_Brief_
Present every line of the items below as a numbered list, skipping blank lines and leaving the pictures out.

(Entries for pointing at named objects)
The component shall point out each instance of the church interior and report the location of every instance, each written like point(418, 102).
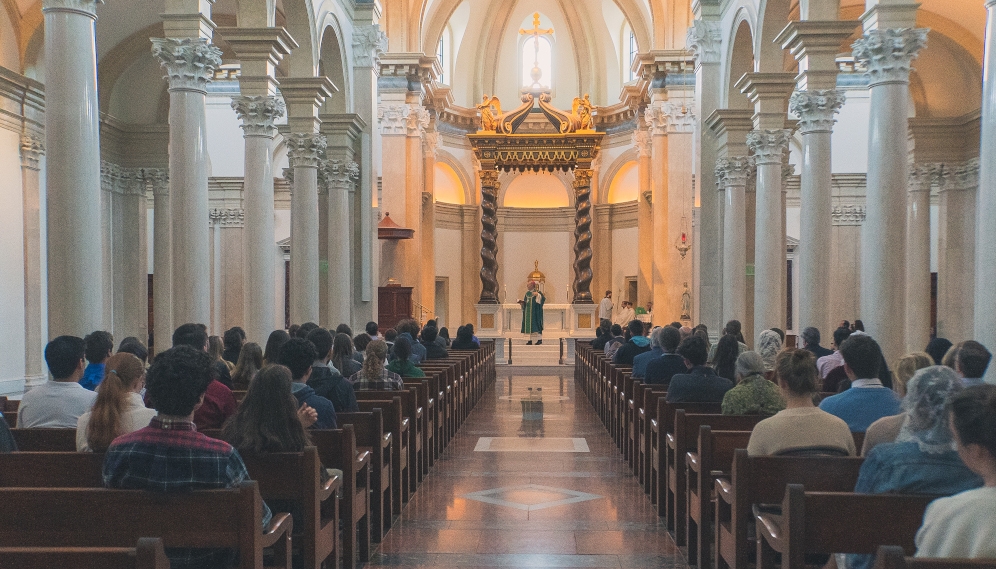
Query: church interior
point(516, 167)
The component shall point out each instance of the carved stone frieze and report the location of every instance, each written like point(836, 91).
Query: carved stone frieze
point(888, 53)
point(257, 114)
point(189, 62)
point(816, 109)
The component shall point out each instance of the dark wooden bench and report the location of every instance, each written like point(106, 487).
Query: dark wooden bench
point(147, 554)
point(836, 522)
point(101, 517)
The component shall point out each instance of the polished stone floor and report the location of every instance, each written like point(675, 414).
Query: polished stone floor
point(531, 480)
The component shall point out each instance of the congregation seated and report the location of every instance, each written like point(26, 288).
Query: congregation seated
point(119, 408)
point(433, 350)
point(400, 362)
point(98, 347)
point(249, 364)
point(219, 403)
point(963, 526)
point(170, 455)
point(753, 394)
point(59, 402)
point(634, 346)
point(801, 425)
point(661, 370)
point(327, 381)
point(700, 382)
point(298, 355)
point(374, 376)
point(924, 458)
point(641, 360)
point(886, 429)
point(867, 400)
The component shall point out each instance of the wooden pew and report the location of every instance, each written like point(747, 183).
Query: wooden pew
point(147, 554)
point(370, 436)
point(762, 480)
point(836, 522)
point(45, 440)
point(892, 557)
point(101, 517)
point(713, 457)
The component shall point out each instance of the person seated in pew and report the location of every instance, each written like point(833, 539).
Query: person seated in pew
point(801, 425)
point(924, 458)
point(400, 362)
point(963, 526)
point(868, 399)
point(636, 344)
point(433, 351)
point(298, 355)
point(700, 383)
point(59, 402)
point(374, 376)
point(119, 408)
point(753, 394)
point(661, 370)
point(325, 379)
point(170, 455)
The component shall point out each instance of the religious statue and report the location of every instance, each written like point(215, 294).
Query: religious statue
point(490, 113)
point(582, 110)
point(532, 312)
point(686, 304)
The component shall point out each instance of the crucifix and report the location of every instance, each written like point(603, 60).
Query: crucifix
point(536, 73)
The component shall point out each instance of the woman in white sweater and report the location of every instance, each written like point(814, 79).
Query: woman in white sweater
point(119, 408)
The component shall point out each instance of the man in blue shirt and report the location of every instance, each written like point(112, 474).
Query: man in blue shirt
point(867, 400)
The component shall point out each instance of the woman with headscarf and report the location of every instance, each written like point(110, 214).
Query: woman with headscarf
point(924, 459)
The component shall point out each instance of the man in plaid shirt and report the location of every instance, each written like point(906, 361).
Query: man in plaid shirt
point(170, 455)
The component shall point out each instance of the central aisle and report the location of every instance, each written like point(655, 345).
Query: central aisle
point(524, 486)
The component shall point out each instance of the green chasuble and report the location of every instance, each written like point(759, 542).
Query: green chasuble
point(532, 312)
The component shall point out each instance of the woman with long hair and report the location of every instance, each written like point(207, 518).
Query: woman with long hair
point(374, 376)
point(250, 362)
point(273, 344)
point(118, 409)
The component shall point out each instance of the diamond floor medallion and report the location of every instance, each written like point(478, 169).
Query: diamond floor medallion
point(530, 497)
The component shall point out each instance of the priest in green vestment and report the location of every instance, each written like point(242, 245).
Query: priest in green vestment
point(532, 312)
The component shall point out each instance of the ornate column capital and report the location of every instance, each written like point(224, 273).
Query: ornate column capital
point(32, 149)
point(189, 62)
point(734, 171)
point(704, 40)
point(768, 145)
point(816, 109)
point(305, 150)
point(888, 53)
point(257, 114)
point(83, 7)
point(369, 43)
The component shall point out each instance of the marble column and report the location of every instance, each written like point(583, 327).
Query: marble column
point(32, 150)
point(257, 114)
point(816, 110)
point(189, 63)
point(162, 259)
point(985, 217)
point(769, 147)
point(887, 53)
point(304, 152)
point(72, 177)
point(732, 174)
point(917, 279)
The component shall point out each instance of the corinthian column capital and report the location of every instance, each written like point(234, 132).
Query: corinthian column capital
point(816, 109)
point(257, 114)
point(768, 145)
point(888, 53)
point(189, 62)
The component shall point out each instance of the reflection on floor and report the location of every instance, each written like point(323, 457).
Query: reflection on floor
point(532, 480)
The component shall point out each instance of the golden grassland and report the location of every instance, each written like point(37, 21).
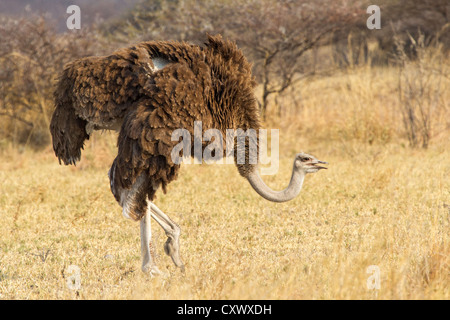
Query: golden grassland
point(380, 203)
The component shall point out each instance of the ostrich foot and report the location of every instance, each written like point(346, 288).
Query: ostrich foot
point(172, 249)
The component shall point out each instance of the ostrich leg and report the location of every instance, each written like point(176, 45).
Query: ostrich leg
point(148, 260)
point(172, 245)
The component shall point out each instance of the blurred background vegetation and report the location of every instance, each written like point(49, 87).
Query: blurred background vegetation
point(291, 43)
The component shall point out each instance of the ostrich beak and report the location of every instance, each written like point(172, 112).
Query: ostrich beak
point(316, 162)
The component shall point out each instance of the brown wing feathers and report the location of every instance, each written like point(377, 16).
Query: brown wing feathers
point(212, 84)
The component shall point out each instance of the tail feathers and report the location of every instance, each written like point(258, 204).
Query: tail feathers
point(133, 200)
point(68, 134)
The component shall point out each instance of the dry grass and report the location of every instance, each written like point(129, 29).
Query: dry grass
point(379, 203)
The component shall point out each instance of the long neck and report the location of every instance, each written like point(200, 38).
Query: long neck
point(294, 188)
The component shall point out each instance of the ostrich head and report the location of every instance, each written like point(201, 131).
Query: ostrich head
point(307, 163)
point(303, 164)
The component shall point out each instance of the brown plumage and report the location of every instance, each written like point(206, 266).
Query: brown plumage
point(212, 84)
point(146, 92)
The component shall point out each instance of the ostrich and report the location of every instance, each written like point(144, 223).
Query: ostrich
point(145, 92)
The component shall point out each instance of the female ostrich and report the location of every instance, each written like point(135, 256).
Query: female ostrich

_Finished exercise_
1. The component shall point out each instance of the church interior and report the location of every instance, each written like point(418, 102).
2. Query: church interior
3. point(516, 167)
4. The component shall point out each instance of the carved stone frieze and report the location of every instance, each written like point(836, 91).
5. Query: carved stone frieze
6. point(888, 53)
7. point(257, 114)
8. point(189, 62)
9. point(816, 109)
10. The component shall point out each instance of the dark wooden bench and report the location of every instance, each written like point(106, 487).
11. Query: dark wooden bench
12. point(147, 554)
13. point(836, 522)
14. point(101, 517)
15. The component shall point out each instance of the polished stone floor and report the location of every instance, each written like point(675, 414).
16. Query: polished stone floor
17. point(531, 480)
18. The component shall point out each instance of the congregation seated and report the location of every instance, each written like point(26, 288).
19. Query: congregation seated
20. point(119, 408)
21. point(433, 350)
22. point(400, 362)
23. point(98, 347)
24. point(249, 364)
25. point(219, 403)
26. point(963, 526)
27. point(170, 455)
28. point(753, 394)
29. point(59, 402)
30. point(634, 346)
31. point(801, 425)
32. point(661, 370)
33. point(327, 381)
34. point(700, 382)
35. point(298, 355)
36. point(374, 376)
37. point(924, 458)
38. point(641, 360)
39. point(886, 429)
40. point(867, 400)
41. The component shall point out each instance of the wooden pew and report the location of every instance, each written like point(747, 183).
42. Query: wooden pew
43. point(147, 554)
44. point(370, 436)
45. point(762, 480)
46. point(836, 522)
47. point(45, 440)
48. point(892, 557)
49. point(101, 517)
50. point(713, 457)
51. The component shall point out each instance of the person seated in pew and report the location of every instance, each written like point(833, 539).
52. Query: person seated in pew
53. point(801, 425)
54. point(924, 458)
55. point(400, 362)
56. point(963, 526)
57. point(868, 399)
58. point(636, 344)
59. point(433, 351)
60. point(298, 355)
61. point(700, 383)
62. point(59, 402)
63. point(374, 376)
64. point(119, 408)
65. point(753, 394)
66. point(661, 370)
67. point(325, 379)
68. point(170, 455)
69. The component shall point out each instance of the religious statue and report the location of every instance, each written like point(215, 294).
70. Query: religious statue
71. point(490, 113)
72. point(582, 110)
73. point(532, 312)
74. point(686, 304)
75. The component shall point out each instance of the crucifix and report the location of every instance, each written like point(603, 60).
76. Query: crucifix
77. point(536, 73)
78. The component shall point out each instance of the woman in white sweater and report the location of every instance, each written like point(814, 79).
79. Query: woman in white sweater
80. point(119, 408)
81. The component shall point out each instance of the man in blue shirt and report the location of every instance, each written like point(112, 474).
82. Query: man in blue shirt
83. point(867, 400)
84. The component shall point out each instance of the woman with headscarf and report the location of every instance, each written like point(110, 214).
85. Query: woman with headscarf
86. point(924, 459)
87. The component shall point out each instance of the man in plaid shirt and report the location of every instance, each written like point(906, 361).
88. Query: man in plaid shirt
89. point(170, 455)
90. The component shall point out each instance of the central aisle and report the location of every instance, each written like point(655, 345).
91. Query: central aisle
92. point(524, 486)
93. The component shall point out each instance of the green chasuble and report the location of every instance, each written like point(759, 542).
94. Query: green chasuble
95. point(532, 312)
96. The component shall point out each instance of the woman with long hair and report the location of every instance, each written like point(207, 518).
97. Query: woman with long hair
98. point(374, 376)
99. point(250, 362)
100. point(273, 344)
101. point(118, 409)
102. The component shall point out each instance of the diamond floor medallion and report the location of every instance, each written like point(478, 169).
103. Query: diamond floor medallion
104. point(530, 497)
105. The component shall point out each instance of the priest in green vestment and report the location of every instance, each written like point(242, 245).
106. Query: priest in green vestment
107. point(532, 312)
108. The component shall point out each instance of the ornate column capital and report the location of every instance, each written like point(224, 273).
109. Query: ornate column capital
110. point(32, 149)
111. point(189, 62)
112. point(734, 171)
113. point(704, 40)
114. point(768, 145)
115. point(816, 109)
116. point(305, 150)
117. point(888, 53)
118. point(257, 114)
119. point(83, 7)
120. point(369, 43)
121. The component shall point out each instance of the marble column and report the location of every instance, each written like point(583, 327).
122. Query: marble column
123. point(32, 150)
124. point(257, 114)
125. point(816, 110)
126. point(189, 63)
127. point(162, 259)
128. point(985, 217)
129. point(769, 147)
130. point(887, 53)
131. point(304, 152)
132. point(72, 177)
133. point(732, 174)
134. point(917, 279)
135. The component shall point out each instance of the corinthian column capital and report the location of every instance, each written like point(234, 132).
136. Query: corinthian column capital
137. point(816, 109)
138. point(257, 114)
139. point(768, 145)
140. point(888, 53)
141. point(189, 62)
142. The component shall point out each instance of the reflection on floor and report the location of every instance, each written like point(323, 457).
143. Query: reflection on floor
144. point(532, 480)
145. The component shall point out each instance of the golden grassland and report the location of every instance, each written like point(37, 21).
146. Query: golden grassland
147. point(380, 203)
148. The component shall point out each instance of the ostrich foot and report the location of every instance, each written like point(346, 288).
149. Query: ostrich foot
150. point(172, 249)
151. The component shall point out each instance of the ostrich leg and report the location of every instance, each written like point(176, 45).
152. Query: ostrich leg
153. point(148, 260)
154. point(172, 245)
155. The component shall point out each instance of the blurred background vegetation and report the location of every instance, each written like point(49, 87).
156. Query: blurred background vegetation
157. point(291, 43)
158. The component shall point out each instance of the ostrich beak and report the location of every instance, each written like point(172, 112).
159. Query: ostrich beak
160. point(316, 162)
161. The component shall point out each instance of the brown wing feathers and report the location of every instance, each written like point(377, 16).
162. Query: brown wing feathers
163. point(212, 84)
164. The component shall point out each instance of the tail feathers and report the location of every instance, each written like point(258, 204).
165. Query: tail feathers
166. point(133, 200)
167. point(68, 134)
168. The component shall point out each instance of the dry grass and report the location of every instance, each written like point(129, 29).
169. Query: dry grass
170. point(379, 203)
171. The component shall point out each instance of the long neck and report the location of every instance, each written like point(200, 38).
172. Query: long neck
173. point(294, 188)
174. The component shall point out each instance of the ostrich head and report the location of every instance, each written like point(201, 131).
175. Query: ostrich head
176. point(307, 163)
177. point(303, 164)
178. The component shall point out each instance of the brown plumage and report the location of every instance, each written like point(206, 266).
179. Query: brown plumage
180. point(212, 84)
181. point(146, 92)
182. The component shall point out each instance of the ostrich and report the location of every instance, each written like point(144, 223).
183. Query: ostrich
184. point(145, 92)
185. The component shall point out each instance of the female ostrich and report the location of every instance, each written like point(135, 256).
186. Query: female ostrich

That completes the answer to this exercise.